_CONSIGNE ÉCRITE 1_.
Dans l'extrait de page sur la définition du sujet, quel signe de ponctuation sépare les deux propositions de l'énoncé du cas n° 1 ?
_CONSIGNE ÉCRITE 2_.
Relevez tous les énoncés de sujet cités dans l'extrait de page sur la définition du sujet.
_CONSIGNE ÉCRITE 3_.
Poursuivez l'extrait de page sur la définition du sujet d'un énoncé, à la suite de sa dernière phrase.

_EXTRAIT DE PAGE_.
-- -- --
Définir le "sujet" d'un énoncé imposant une problématique.

(page mise à jour le 29/12/2005)

 

 

 

 


Lorsque l'énoncé du sujet est, en lui-même, une problématique, la définition précise du sujet s'avère plus délicate qu'en temps ordinaire. En témoigne les difficultés que rencontrent les élèves.

 


 

 

Trois exemples d'énoncés  pour illustrer le problème et tenter de trouver des solutions pratiques :

1- Les Français et la colonisation : partageaient-ils tous la même ambition ? (Synthèse avec documents)

2- Comment vit la bourgeoisie au 19ème siècle ? (Synthèse avec documents)

3- Dans quelle mesure le bilan politique, militaire et moral de la guerre annonce-t-il un monde nouveau ? (dissertation).

 

 

Cas n° 1 - L'énoncé se décompose en deux parties : d'un côté l'énoncé proprement dit : "Les Français et la colonisation", de l'autre la problématique imposée par l'examinateur. Ce type d'énoncé est assez facile à repérer puisqu'il comporte deux propositions, nettement séparées par la ponctuation (ici, les deux points ; il peut s'agir d'un point virgule ou d'un point).

Quand on l'identifie, il faut procéder de la manière suivante : 

a) isoler le sujet de l'énoncé thématique (sujet grammatical de la première partie de l'énoncé) : ici, c'est le "les Français" par référence au fait colonisation.
-- -- --
_LIGNES FOURNIES_.

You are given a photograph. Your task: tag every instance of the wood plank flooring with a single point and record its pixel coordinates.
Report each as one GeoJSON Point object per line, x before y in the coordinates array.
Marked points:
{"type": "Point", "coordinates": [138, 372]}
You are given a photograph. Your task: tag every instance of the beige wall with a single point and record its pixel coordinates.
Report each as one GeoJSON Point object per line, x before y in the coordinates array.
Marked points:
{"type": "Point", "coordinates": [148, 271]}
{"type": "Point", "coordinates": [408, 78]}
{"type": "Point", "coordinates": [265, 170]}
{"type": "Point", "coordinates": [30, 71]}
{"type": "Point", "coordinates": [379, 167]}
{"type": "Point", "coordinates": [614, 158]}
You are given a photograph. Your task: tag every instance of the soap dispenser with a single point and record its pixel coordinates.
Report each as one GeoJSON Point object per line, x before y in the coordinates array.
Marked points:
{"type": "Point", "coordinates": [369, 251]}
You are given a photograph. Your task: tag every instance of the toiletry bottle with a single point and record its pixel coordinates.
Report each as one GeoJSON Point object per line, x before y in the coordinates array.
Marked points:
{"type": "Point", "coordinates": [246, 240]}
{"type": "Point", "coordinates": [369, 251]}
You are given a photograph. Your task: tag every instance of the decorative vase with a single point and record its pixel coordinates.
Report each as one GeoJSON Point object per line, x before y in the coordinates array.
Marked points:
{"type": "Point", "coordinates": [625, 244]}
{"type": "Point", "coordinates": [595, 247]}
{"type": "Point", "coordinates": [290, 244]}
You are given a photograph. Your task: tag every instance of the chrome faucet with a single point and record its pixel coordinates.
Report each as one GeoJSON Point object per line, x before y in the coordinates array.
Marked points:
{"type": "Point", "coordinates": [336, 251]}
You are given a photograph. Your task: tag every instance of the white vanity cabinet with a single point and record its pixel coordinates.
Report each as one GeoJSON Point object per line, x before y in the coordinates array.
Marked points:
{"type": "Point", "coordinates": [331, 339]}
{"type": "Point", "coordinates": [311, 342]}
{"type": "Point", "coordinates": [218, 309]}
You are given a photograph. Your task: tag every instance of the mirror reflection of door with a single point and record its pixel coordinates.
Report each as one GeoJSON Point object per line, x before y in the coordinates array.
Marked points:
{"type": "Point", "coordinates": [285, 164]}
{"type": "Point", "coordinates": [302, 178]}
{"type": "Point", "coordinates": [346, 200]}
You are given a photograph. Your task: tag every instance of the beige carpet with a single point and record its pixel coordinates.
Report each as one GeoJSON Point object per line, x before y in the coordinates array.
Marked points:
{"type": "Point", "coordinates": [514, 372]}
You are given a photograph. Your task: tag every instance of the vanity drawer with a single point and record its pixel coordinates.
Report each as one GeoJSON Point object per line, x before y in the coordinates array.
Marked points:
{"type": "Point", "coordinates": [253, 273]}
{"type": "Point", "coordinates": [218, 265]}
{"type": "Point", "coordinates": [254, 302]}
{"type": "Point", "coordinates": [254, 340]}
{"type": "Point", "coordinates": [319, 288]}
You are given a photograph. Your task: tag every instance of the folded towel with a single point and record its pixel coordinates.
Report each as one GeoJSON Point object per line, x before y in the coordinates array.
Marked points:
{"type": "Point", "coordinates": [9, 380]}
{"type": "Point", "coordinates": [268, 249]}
-- -- --
_RÉSULTAT ATTENDU 1_.
Les deux points.

_RÉSULTAT ATTENDU 2_.
1- Les Français et la colonisation : partageaient-ils tous la même ambition ? (Synthèse avec documents)
2- Comment vit la bourgeoisie au 19ème siècle ? (Synthèse avec documents)
3- Dans quelle mesure le bilan politique, militaire et moral de la guerre annonce-t-il un monde nouveau ? (dissertation)

_RÉSULTAT ATTENDU 3_.
b) le relier au mot clé de l'énoncé problématique : ici, c'et "ambitions"

c) comprendre qu'il faut traiter le sujet pour répondre par "(plutôt) oui" ou par "(plutôt) non" à la problématique.

Questions : Mais comment reconnaître le mot clé de l'énoncé problématique ?

Et, avant tout, pourquoi le sujet thématique est-il "Français" plutôt que "colonisation" ?

 

1°) Confrontés à l'énoncé les Français et la colonisation, beaucoup d'élèves considèrent que le sujet est les Français et la colonisation, réponse qui n'aide pas vraiment à cerner ce dont il faut parler. Entre l'énoncé et la réponse des élèves, on n'a pas progressé !

De fait, le sujet réel d'un tel énoncé, n'est ni "les Français" ni "la colonisation" ; il est dans le "et". En d'autres termes, la"relation" qui existe entre les deux termes de l'énoncé.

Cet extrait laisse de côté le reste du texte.